Start STORED ROWS
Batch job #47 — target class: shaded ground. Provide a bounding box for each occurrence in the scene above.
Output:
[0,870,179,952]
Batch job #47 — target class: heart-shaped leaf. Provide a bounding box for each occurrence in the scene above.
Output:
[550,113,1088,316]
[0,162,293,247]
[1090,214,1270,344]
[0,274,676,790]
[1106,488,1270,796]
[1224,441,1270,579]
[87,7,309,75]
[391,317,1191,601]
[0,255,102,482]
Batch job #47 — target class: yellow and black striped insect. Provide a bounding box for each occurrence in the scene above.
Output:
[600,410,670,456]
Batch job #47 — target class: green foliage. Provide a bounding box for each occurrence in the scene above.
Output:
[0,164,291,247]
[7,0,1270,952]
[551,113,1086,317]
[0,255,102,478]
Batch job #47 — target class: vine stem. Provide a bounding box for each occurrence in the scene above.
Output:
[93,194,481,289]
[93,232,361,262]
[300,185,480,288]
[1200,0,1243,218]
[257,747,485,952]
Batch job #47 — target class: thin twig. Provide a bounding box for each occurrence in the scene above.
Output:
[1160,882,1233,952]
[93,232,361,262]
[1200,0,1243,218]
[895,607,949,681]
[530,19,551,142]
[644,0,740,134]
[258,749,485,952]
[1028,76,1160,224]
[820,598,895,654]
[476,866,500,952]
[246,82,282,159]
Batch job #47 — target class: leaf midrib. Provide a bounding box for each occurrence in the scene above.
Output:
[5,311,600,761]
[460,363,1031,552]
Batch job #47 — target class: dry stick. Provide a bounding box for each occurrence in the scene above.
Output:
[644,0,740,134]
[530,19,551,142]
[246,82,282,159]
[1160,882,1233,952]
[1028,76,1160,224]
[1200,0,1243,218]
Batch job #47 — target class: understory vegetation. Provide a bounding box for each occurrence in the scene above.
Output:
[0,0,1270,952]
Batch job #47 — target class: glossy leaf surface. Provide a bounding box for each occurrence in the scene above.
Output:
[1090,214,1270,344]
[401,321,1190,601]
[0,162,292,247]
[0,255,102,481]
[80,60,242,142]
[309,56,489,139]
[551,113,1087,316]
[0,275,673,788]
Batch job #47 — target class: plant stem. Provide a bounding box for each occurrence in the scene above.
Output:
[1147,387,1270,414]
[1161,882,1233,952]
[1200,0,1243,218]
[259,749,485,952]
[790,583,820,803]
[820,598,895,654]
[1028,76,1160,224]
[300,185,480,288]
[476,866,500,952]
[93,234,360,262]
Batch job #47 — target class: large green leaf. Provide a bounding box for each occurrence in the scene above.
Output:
End STORED ROWS
Start STORED ROWS
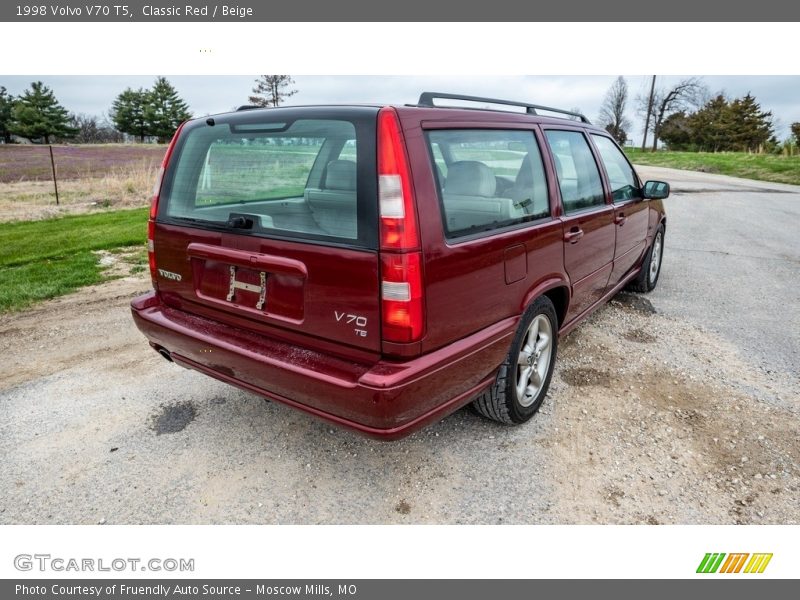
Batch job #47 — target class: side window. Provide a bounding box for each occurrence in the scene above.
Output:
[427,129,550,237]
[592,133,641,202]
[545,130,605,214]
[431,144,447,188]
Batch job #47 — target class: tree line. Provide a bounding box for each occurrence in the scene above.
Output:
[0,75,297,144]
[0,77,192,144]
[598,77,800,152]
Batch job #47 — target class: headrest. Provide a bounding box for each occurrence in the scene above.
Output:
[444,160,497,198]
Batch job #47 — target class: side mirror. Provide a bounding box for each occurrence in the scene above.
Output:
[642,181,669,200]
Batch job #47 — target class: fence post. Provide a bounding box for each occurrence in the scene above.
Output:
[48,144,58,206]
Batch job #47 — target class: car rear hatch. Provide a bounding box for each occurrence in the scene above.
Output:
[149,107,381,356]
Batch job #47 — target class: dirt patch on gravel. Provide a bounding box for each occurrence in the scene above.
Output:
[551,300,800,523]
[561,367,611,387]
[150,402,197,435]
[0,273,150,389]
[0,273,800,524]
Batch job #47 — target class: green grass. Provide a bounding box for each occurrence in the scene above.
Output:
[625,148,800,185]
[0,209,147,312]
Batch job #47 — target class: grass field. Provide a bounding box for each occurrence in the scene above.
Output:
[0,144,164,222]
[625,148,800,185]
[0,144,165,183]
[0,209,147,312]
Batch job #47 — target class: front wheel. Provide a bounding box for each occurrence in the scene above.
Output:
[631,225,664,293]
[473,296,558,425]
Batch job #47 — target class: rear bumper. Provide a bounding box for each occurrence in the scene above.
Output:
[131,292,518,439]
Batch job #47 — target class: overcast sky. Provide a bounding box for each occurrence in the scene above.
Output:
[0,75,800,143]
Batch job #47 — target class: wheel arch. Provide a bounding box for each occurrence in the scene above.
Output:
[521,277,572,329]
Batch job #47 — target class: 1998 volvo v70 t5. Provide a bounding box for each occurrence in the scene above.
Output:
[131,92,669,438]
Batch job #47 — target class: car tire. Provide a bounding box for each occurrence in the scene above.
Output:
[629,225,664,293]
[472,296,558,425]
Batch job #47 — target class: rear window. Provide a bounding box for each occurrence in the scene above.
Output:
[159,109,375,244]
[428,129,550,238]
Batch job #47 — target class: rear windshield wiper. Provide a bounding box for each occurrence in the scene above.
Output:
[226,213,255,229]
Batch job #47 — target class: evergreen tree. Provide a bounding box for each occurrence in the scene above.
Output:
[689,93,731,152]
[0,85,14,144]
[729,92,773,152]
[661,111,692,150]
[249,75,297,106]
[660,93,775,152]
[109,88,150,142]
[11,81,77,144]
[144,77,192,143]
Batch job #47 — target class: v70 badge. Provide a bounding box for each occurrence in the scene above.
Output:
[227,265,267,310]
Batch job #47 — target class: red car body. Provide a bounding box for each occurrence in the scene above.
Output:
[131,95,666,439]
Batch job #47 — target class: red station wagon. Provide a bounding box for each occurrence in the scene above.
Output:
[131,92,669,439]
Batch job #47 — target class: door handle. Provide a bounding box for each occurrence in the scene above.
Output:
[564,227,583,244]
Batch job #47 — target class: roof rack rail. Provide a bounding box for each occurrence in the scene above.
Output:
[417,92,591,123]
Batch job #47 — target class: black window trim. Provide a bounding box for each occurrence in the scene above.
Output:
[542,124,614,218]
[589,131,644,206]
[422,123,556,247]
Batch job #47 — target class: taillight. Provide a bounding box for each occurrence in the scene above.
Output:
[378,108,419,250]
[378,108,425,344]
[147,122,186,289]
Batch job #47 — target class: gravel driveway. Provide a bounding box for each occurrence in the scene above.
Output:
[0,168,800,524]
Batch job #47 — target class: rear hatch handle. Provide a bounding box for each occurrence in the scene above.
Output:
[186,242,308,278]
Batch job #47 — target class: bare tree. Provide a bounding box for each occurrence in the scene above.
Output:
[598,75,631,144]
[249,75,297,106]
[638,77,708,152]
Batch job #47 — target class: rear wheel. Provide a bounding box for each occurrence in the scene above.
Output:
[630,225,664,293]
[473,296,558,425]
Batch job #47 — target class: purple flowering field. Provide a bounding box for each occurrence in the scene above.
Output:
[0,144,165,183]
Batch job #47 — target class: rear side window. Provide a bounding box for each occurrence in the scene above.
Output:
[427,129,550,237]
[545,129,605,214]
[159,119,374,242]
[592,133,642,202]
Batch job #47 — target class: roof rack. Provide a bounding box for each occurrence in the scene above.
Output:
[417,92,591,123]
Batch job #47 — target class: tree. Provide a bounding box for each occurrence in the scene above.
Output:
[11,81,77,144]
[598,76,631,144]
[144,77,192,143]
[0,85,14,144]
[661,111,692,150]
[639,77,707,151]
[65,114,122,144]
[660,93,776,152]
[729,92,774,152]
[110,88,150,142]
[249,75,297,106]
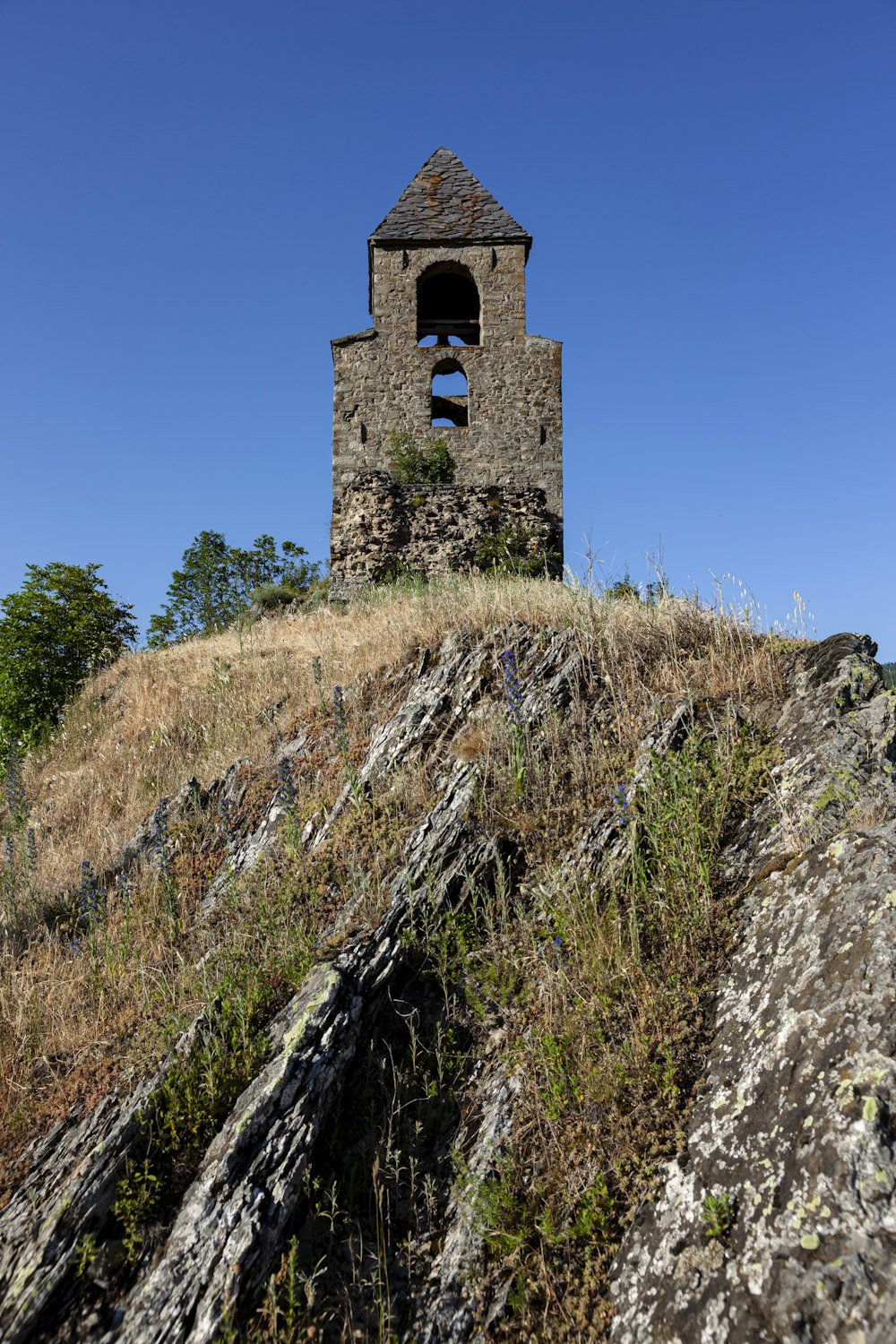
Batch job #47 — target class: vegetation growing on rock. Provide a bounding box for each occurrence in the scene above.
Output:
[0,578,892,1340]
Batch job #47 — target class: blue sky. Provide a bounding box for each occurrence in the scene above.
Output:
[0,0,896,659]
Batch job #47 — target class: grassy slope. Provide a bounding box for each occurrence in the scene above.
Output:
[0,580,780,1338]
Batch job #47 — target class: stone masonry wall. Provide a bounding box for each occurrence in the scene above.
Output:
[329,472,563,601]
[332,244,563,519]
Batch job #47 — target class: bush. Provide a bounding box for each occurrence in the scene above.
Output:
End STORED ROWS
Start STORED ROWS
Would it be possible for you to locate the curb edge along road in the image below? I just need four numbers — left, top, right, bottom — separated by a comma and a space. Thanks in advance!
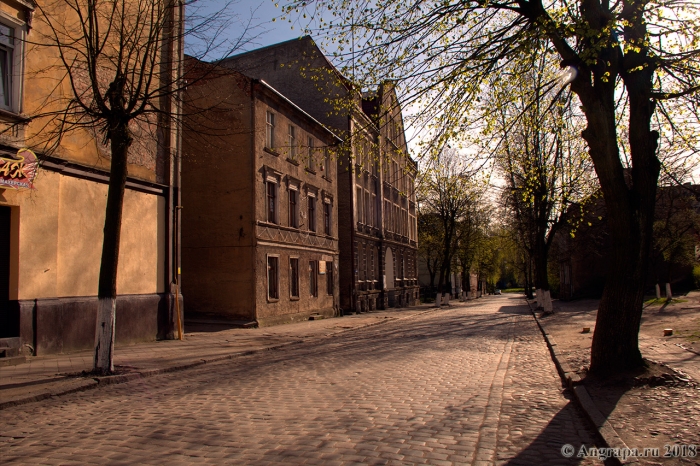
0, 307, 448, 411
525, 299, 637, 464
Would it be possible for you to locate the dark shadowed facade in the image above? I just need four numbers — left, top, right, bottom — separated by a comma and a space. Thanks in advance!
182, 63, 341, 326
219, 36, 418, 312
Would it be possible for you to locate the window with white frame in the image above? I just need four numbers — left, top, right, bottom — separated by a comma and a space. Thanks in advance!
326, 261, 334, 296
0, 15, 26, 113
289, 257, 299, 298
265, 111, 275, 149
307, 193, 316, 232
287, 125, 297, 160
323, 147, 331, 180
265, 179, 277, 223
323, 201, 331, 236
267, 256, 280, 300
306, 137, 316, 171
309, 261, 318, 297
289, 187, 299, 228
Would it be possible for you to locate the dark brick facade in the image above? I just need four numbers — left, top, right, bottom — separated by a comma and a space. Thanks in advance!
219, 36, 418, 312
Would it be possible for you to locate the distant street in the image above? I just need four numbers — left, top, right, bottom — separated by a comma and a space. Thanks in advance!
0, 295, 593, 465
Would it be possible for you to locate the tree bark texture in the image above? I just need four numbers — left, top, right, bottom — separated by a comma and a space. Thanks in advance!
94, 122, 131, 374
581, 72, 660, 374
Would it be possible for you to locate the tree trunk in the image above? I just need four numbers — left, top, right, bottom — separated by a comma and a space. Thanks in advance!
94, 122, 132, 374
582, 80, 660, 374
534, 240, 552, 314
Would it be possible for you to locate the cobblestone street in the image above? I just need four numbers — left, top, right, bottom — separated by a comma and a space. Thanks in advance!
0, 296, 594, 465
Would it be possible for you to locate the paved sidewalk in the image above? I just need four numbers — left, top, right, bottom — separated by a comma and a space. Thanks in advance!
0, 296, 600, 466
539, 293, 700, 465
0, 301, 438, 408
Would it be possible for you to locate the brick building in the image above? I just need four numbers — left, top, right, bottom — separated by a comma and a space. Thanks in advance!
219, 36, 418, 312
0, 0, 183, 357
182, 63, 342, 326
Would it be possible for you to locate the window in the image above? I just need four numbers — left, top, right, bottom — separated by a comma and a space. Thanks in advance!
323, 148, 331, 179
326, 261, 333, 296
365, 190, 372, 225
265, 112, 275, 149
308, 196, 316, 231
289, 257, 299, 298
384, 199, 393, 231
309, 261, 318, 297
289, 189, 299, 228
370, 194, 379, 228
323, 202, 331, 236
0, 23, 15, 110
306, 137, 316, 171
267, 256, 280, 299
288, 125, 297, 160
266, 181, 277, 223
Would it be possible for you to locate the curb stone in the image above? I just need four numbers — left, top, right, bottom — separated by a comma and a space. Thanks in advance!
End STORED ROWS
OBJECTIVE |
Copy the items above from the line with "Batch job #47 — target class: red car" up to and including the line with "[422,123,556,247]", keeping every line and shifting each bounding box coordinate under "Output:" by -62.

TASK ANSWER |
Batch job #47 — target class: red car body. Provide a bounding box for each occurrence in the scene above.
Output:
[69,33,604,377]
Batch job #47 — target class: red station wagon. Provide a bounding box for each occurrence in the scene above.
Output:
[69,30,607,377]
Batch job #47 — target class: door handle. Provide a bounding box for each occurrence in the scene above.
Output:
[502,165,521,182]
Batch job #47 — target class: roof rack rail. Provide a bounding box for each occurrence in the scene above.
Output:
[355,30,529,61]
Batch job #47 — target class: black window trim. Provide a bounding box for each occurrence in the scene above.
Output:
[480,62,552,156]
[527,69,582,144]
[360,61,494,185]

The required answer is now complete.